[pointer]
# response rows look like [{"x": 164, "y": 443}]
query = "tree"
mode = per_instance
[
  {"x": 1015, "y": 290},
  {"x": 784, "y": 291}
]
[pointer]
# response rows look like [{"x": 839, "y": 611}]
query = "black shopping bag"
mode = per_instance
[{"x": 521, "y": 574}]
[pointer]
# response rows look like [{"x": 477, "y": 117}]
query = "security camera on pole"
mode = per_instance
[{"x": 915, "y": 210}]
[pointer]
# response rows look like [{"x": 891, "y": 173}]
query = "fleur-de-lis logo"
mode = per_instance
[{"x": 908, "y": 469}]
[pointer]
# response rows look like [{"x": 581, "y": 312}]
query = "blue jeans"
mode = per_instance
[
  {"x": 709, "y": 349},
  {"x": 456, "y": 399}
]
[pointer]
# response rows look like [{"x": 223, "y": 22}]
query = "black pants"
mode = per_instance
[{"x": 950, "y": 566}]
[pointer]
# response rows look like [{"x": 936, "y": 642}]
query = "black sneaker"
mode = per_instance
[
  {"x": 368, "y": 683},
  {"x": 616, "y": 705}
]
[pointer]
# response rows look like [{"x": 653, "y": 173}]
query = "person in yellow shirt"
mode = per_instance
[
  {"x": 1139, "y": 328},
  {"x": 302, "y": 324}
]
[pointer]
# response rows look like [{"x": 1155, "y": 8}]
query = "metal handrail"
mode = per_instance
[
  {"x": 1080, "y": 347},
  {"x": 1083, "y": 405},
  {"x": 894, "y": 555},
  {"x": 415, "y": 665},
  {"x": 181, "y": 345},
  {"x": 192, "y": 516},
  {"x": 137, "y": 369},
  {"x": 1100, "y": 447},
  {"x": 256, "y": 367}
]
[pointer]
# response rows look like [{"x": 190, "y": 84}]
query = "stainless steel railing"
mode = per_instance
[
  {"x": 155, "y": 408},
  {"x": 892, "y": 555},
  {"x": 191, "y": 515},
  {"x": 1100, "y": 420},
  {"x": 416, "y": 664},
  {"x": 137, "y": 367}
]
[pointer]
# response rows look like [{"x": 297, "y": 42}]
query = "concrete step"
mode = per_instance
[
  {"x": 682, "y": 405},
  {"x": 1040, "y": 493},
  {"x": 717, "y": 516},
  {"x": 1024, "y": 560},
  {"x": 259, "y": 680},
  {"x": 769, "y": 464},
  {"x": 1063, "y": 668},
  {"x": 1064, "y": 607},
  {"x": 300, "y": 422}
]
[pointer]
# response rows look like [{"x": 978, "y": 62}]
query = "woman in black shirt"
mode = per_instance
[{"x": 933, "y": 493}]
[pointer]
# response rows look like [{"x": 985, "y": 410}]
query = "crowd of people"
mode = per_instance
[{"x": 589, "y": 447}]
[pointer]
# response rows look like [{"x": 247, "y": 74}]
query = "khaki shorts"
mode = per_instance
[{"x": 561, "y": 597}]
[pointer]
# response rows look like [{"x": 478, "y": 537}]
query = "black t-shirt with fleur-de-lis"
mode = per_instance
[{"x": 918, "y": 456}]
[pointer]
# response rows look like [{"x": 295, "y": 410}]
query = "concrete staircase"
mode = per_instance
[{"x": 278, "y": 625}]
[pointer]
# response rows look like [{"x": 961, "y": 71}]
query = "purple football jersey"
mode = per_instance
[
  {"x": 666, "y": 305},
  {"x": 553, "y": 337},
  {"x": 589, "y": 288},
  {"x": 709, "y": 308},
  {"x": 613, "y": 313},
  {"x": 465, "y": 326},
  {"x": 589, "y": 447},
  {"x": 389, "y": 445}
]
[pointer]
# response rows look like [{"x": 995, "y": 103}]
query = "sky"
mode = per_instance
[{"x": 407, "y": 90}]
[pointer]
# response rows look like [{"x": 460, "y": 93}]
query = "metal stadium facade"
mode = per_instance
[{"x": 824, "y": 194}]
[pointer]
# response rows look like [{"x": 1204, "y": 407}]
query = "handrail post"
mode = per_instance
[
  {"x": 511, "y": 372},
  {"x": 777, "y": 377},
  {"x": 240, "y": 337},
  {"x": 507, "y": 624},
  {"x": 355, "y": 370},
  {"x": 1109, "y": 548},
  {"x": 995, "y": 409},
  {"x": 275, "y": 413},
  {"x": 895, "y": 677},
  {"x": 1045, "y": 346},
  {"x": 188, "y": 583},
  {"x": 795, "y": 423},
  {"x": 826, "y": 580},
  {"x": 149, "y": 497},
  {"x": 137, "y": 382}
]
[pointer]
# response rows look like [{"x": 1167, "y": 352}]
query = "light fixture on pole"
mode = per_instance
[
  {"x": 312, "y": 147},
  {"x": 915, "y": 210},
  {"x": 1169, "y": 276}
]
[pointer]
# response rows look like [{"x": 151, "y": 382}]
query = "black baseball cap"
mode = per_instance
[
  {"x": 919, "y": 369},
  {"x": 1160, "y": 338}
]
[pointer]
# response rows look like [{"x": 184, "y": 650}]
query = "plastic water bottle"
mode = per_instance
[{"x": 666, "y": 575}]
====================
### What you have to do
Above are some records; extract every one of them exactly.

### Exercise output
[pointer]
# response rows look like [{"x": 164, "y": 443}]
query = "tree"
mode = per_instance
[
  {"x": 1015, "y": 290},
  {"x": 784, "y": 291}
]
[pointer]
# response rows look like [{"x": 839, "y": 611}]
query = "black shopping bag"
mode = per_instance
[{"x": 521, "y": 574}]
[pointer]
# response rows look like [{"x": 477, "y": 117}]
query = "security camera on pole"
mode = per_instance
[{"x": 915, "y": 210}]
[pointer]
# response rows look like [{"x": 891, "y": 173}]
query = "fleur-de-lis logo"
mode = per_instance
[{"x": 908, "y": 469}]
[pointer]
# response rows look like [{"x": 581, "y": 312}]
query = "blue jeans"
mode = per_instance
[
  {"x": 709, "y": 349},
  {"x": 456, "y": 399}
]
[pointer]
# response rows look like [{"x": 223, "y": 22}]
query = "black pants"
mode = per_instance
[{"x": 950, "y": 566}]
[pointer]
# response rows look like [{"x": 936, "y": 642}]
query = "black sneaker"
mode = per_instance
[
  {"x": 368, "y": 683},
  {"x": 616, "y": 705}
]
[pointer]
# response rows look like [{"x": 653, "y": 173}]
query = "person in yellow shirt"
mode = per_instance
[
  {"x": 1139, "y": 328},
  {"x": 302, "y": 324}
]
[pointer]
# response rows look like [{"x": 1155, "y": 8}]
query = "metal handrail"
mode = per_instance
[
  {"x": 1080, "y": 347},
  {"x": 1083, "y": 405},
  {"x": 894, "y": 555},
  {"x": 415, "y": 665},
  {"x": 181, "y": 345},
  {"x": 192, "y": 516},
  {"x": 137, "y": 369},
  {"x": 1100, "y": 447},
  {"x": 256, "y": 367}
]
[pointer]
# response rows look like [{"x": 190, "y": 84}]
query = "stainless steel railing"
mode = per_instance
[
  {"x": 155, "y": 408},
  {"x": 892, "y": 555},
  {"x": 191, "y": 515},
  {"x": 1100, "y": 420},
  {"x": 416, "y": 664},
  {"x": 137, "y": 367}
]
[pointer]
# response rows look like [{"x": 297, "y": 42}]
query = "concrete step"
mode = per_instance
[
  {"x": 682, "y": 405},
  {"x": 1040, "y": 493},
  {"x": 717, "y": 516},
  {"x": 1024, "y": 560},
  {"x": 259, "y": 680},
  {"x": 769, "y": 464},
  {"x": 1063, "y": 668},
  {"x": 1064, "y": 607},
  {"x": 300, "y": 422}
]
[pointer]
# response rows look like [{"x": 978, "y": 62}]
query = "woman in black shirt"
mode = per_instance
[{"x": 933, "y": 493}]
[pointer]
# response rows look like [{"x": 985, "y": 410}]
query = "crowd of people"
mode = per_instance
[{"x": 589, "y": 447}]
[pointer]
# response rows look like [{"x": 247, "y": 74}]
query = "khaki shorts"
mode = per_instance
[{"x": 561, "y": 597}]
[pointer]
# response rows look like [{"x": 478, "y": 537}]
query = "black t-shirt with fleur-de-lis"
mode = per_instance
[{"x": 918, "y": 456}]
[pointer]
# response rows look like [{"x": 295, "y": 410}]
query = "concrete staircase"
mode = per_instance
[{"x": 278, "y": 625}]
[pointer]
# response rows look like [{"x": 961, "y": 71}]
query = "purple football jersey"
mode = per_instance
[
  {"x": 666, "y": 305},
  {"x": 553, "y": 337},
  {"x": 589, "y": 288},
  {"x": 709, "y": 308},
  {"x": 613, "y": 313},
  {"x": 465, "y": 326},
  {"x": 589, "y": 447},
  {"x": 389, "y": 445}
]
[pointer]
# response rows look like [{"x": 995, "y": 103}]
query = "sky"
mode = per_instance
[{"x": 407, "y": 90}]
[pointer]
# response rows look like [{"x": 460, "y": 93}]
query = "metal stadium facade"
mode = per_instance
[{"x": 824, "y": 194}]
[pointer]
# response rows look like [{"x": 1204, "y": 407}]
query = "handrail post"
mode = per_instance
[
  {"x": 511, "y": 372},
  {"x": 777, "y": 377},
  {"x": 240, "y": 337},
  {"x": 507, "y": 624},
  {"x": 355, "y": 370},
  {"x": 1109, "y": 548},
  {"x": 995, "y": 409},
  {"x": 275, "y": 413},
  {"x": 895, "y": 677},
  {"x": 1045, "y": 346},
  {"x": 188, "y": 583},
  {"x": 795, "y": 423},
  {"x": 826, "y": 580},
  {"x": 149, "y": 497},
  {"x": 137, "y": 382}
]
[pointer]
# response rows look like [{"x": 1167, "y": 352}]
query = "light fixture on pole"
mode = per_instance
[
  {"x": 312, "y": 147},
  {"x": 915, "y": 210},
  {"x": 1169, "y": 276}
]
[pointer]
# response rows look like [{"x": 151, "y": 382}]
query = "black baseball cap"
mode = per_instance
[
  {"x": 919, "y": 369},
  {"x": 1160, "y": 338}
]
[pointer]
# response rows look like [{"x": 184, "y": 650}]
query = "plastic water bottle"
mode = per_instance
[{"x": 666, "y": 575}]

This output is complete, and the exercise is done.